Could you find each line of the data below that contains the word "white" and copy those lines?

===== Entries shown

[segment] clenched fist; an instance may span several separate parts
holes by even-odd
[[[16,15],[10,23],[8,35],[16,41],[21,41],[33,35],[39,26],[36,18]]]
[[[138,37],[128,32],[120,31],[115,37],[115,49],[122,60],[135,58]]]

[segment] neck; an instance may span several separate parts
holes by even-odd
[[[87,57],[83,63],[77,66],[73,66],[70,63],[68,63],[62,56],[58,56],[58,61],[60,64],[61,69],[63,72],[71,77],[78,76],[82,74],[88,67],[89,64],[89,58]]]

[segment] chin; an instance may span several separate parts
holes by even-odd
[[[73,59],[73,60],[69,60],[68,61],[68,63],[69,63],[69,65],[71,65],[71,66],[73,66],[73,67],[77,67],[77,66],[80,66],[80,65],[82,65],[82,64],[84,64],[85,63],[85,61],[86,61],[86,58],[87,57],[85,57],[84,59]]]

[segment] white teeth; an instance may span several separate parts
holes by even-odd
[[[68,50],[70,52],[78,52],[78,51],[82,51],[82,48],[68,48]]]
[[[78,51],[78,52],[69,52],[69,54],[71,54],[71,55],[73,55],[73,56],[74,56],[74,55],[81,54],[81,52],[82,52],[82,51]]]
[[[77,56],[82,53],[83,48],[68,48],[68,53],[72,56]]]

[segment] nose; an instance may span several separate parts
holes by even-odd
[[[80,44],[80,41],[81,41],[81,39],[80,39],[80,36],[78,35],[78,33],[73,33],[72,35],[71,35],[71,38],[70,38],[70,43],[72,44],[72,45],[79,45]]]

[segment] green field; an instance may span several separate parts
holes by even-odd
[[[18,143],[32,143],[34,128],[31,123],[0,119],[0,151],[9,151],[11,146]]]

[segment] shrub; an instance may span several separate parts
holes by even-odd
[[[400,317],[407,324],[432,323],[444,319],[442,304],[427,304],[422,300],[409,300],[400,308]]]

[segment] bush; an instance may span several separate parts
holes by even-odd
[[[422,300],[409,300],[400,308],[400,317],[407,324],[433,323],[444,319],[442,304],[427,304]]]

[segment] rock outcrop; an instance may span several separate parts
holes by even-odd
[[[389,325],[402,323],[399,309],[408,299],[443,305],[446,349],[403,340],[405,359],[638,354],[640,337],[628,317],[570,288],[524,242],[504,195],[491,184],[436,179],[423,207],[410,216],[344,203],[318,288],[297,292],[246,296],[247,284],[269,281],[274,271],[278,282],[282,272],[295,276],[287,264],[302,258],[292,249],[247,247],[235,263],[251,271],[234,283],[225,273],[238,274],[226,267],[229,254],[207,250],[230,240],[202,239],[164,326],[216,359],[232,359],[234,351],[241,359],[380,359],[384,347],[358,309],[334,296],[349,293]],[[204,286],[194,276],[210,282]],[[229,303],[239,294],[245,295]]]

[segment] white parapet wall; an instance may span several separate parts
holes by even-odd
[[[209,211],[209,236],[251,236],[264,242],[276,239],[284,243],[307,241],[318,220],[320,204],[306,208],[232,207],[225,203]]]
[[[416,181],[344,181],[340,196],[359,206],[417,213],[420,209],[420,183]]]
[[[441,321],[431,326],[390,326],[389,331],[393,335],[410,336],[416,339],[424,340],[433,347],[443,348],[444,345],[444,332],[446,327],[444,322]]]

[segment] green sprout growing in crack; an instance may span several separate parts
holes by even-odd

==========

#### Task output
[segment] white teeth; an instance may span several separate parts
[segment] white parapet wall; an instance may span several separate parts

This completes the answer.